#### Source records

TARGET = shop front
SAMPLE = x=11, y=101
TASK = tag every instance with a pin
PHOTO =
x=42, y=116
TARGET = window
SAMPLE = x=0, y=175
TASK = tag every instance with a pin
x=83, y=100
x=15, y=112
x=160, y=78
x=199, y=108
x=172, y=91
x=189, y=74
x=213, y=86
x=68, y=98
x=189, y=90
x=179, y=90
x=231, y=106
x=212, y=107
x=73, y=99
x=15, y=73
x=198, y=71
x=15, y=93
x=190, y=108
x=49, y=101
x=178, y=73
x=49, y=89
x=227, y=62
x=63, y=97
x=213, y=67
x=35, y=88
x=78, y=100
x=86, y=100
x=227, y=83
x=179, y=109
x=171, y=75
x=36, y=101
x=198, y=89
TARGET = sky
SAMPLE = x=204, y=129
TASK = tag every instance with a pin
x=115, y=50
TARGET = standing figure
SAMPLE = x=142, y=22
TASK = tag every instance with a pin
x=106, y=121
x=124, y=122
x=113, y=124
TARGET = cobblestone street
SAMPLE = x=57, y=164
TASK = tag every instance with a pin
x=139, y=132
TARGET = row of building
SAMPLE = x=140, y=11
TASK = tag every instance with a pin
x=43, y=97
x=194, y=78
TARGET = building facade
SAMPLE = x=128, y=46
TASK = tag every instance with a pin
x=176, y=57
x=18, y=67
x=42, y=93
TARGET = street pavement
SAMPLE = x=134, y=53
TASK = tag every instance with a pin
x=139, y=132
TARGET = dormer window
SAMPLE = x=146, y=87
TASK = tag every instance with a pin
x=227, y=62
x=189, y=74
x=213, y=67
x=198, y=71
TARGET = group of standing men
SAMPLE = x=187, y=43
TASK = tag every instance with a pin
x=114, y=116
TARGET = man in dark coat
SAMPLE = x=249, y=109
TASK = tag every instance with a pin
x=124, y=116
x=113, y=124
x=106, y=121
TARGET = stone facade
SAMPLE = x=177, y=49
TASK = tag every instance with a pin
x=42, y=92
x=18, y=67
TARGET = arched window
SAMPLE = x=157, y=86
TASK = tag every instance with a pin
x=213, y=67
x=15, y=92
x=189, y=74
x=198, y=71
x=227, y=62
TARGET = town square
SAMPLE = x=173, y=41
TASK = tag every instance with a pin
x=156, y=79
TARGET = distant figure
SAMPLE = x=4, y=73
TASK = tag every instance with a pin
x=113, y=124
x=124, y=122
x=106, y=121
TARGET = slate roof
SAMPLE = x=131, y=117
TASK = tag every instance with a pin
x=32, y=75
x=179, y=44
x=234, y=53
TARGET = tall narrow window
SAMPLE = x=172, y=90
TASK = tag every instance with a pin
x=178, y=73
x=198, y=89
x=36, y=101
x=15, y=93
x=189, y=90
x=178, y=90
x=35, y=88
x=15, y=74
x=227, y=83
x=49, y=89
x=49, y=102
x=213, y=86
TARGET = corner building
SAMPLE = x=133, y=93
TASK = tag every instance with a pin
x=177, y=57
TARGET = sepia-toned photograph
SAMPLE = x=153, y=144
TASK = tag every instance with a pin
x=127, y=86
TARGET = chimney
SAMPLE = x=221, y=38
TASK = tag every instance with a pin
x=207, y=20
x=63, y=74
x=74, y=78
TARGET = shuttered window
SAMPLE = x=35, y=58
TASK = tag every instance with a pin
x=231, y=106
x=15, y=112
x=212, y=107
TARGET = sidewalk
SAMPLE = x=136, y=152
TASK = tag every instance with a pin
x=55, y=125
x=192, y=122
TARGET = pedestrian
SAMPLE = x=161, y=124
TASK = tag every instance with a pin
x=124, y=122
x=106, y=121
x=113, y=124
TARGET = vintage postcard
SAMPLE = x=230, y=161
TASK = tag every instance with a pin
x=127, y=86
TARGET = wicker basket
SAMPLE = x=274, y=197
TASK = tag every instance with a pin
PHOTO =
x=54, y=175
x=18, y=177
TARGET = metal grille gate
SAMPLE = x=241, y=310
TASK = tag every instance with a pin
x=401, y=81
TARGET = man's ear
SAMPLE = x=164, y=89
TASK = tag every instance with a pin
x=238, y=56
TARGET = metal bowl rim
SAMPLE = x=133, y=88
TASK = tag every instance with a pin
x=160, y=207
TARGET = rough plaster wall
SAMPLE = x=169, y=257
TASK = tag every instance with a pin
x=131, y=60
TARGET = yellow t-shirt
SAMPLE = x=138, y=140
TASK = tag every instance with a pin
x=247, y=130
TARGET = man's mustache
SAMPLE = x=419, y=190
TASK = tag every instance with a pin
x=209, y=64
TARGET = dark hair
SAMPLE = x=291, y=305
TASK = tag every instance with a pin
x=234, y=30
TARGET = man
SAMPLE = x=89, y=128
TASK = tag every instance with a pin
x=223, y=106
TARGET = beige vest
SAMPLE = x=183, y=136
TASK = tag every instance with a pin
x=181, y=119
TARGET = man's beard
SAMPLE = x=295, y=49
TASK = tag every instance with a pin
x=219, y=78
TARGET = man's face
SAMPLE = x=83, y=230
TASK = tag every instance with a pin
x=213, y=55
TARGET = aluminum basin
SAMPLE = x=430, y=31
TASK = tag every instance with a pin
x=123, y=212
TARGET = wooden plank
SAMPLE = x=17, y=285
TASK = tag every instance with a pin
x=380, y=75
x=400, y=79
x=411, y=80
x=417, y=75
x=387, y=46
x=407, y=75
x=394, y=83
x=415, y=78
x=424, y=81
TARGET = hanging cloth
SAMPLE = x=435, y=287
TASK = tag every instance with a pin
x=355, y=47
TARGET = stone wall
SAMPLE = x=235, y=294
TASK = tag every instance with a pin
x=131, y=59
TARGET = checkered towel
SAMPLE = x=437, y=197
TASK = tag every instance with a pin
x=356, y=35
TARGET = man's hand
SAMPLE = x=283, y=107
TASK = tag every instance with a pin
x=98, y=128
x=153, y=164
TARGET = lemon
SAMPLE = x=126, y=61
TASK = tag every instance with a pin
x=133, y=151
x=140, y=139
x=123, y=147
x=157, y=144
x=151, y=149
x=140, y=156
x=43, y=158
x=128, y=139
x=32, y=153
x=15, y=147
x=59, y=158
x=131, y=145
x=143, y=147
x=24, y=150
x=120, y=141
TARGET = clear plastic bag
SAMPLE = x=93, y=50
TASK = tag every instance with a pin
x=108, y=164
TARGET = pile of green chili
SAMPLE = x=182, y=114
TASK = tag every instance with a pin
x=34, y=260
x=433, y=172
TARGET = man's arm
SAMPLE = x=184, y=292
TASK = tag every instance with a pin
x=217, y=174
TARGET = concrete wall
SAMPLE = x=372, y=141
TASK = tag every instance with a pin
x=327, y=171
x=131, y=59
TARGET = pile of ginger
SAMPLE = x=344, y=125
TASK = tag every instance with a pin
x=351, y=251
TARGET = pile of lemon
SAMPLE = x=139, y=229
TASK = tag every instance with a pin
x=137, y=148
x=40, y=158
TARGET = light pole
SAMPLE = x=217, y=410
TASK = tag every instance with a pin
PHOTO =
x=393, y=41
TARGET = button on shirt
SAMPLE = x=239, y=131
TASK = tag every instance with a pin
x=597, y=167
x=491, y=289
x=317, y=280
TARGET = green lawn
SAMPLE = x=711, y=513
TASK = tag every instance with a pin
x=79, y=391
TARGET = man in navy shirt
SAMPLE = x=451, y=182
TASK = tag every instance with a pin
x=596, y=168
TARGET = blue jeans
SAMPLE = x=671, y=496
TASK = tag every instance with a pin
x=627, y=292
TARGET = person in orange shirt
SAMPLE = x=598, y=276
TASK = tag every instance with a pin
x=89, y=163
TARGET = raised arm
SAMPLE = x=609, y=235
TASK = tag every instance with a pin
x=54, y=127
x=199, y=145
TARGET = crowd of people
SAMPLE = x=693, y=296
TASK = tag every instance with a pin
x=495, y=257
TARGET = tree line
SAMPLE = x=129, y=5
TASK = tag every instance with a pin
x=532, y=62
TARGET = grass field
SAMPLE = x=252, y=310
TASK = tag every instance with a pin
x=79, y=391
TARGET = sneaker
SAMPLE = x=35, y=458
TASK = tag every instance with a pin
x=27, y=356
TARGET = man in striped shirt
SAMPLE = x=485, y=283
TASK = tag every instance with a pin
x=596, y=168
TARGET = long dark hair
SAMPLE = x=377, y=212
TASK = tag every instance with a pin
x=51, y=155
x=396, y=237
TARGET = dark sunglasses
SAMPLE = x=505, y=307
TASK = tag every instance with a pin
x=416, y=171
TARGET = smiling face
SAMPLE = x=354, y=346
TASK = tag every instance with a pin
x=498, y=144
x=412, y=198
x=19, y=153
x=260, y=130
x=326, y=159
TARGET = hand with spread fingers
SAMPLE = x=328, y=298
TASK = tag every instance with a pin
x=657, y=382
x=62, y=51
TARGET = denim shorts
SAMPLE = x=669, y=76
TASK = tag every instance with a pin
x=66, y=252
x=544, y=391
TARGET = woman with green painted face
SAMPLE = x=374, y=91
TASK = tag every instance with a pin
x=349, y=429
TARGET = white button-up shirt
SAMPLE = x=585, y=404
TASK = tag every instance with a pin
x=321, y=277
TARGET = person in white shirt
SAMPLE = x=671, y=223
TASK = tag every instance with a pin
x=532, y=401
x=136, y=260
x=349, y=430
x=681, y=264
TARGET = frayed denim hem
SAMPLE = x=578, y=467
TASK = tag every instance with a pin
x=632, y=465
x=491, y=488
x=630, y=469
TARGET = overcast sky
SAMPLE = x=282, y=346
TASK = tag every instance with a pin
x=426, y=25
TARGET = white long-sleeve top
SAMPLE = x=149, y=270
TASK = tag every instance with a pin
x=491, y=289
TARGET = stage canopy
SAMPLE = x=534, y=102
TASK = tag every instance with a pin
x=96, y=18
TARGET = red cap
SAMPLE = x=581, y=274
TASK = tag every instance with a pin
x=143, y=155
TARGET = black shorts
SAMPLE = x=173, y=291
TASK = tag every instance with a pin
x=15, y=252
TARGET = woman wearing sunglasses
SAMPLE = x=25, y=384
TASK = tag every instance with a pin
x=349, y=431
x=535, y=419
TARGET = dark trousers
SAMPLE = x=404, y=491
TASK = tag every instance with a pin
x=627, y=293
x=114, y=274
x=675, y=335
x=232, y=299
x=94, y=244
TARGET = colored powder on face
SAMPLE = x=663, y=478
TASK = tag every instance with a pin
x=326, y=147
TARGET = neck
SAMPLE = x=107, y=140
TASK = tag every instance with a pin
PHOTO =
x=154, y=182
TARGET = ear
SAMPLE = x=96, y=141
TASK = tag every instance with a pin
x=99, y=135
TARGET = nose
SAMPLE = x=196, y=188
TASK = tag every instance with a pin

########

_Problem description:_
Quote in full each line from the top of the records above through the line with "TARGET = stone facade"; stop after that line.

_Solution to this exercise:_
TARGET = shop front
SAMPLE = x=11, y=101
TASK = tag every instance with a pin
PHOTO =
x=42, y=116
TARGET = window
SAMPLE = x=0, y=175
TASK = tag every instance with a pin
x=83, y=100
x=15, y=112
x=160, y=78
x=199, y=108
x=172, y=91
x=189, y=74
x=213, y=86
x=68, y=98
x=189, y=90
x=179, y=90
x=231, y=106
x=212, y=107
x=73, y=99
x=15, y=73
x=198, y=71
x=15, y=93
x=190, y=108
x=49, y=101
x=178, y=73
x=49, y=89
x=227, y=62
x=63, y=97
x=213, y=67
x=35, y=88
x=78, y=100
x=86, y=100
x=227, y=83
x=179, y=109
x=171, y=75
x=36, y=101
x=198, y=89
TARGET = sky
SAMPLE = x=204, y=129
TASK = tag every instance with a pin
x=115, y=50
TARGET = standing figure
SAMPLE = x=142, y=22
TASK = tag every instance with a pin
x=106, y=121
x=124, y=122
x=113, y=124
TARGET = cobblestone street
SAMPLE = x=57, y=164
TASK = tag every instance with a pin
x=139, y=132
TARGET = row of building
SAMPLE = x=140, y=11
TASK = tag every instance with a pin
x=43, y=97
x=194, y=78
TARGET = building facade
SAMPLE = x=128, y=46
TASK = tag every instance with a pin
x=176, y=57
x=18, y=67
x=42, y=93
TARGET = street pavement
SAMPLE = x=134, y=53
TASK = tag every instance with a pin
x=139, y=132
TARGET = dormer window
SAMPLE = x=146, y=87
TASK = tag every instance with a pin
x=227, y=62
x=189, y=74
x=213, y=67
x=198, y=71
TARGET = group of standing men
SAMPLE = x=187, y=43
TASK = tag every instance with a pin
x=114, y=116
TARGET = man in dark coat
SAMPLE = x=249, y=109
TASK = tag every instance with a pin
x=124, y=116
x=113, y=124
x=106, y=121
TARGET = stone facade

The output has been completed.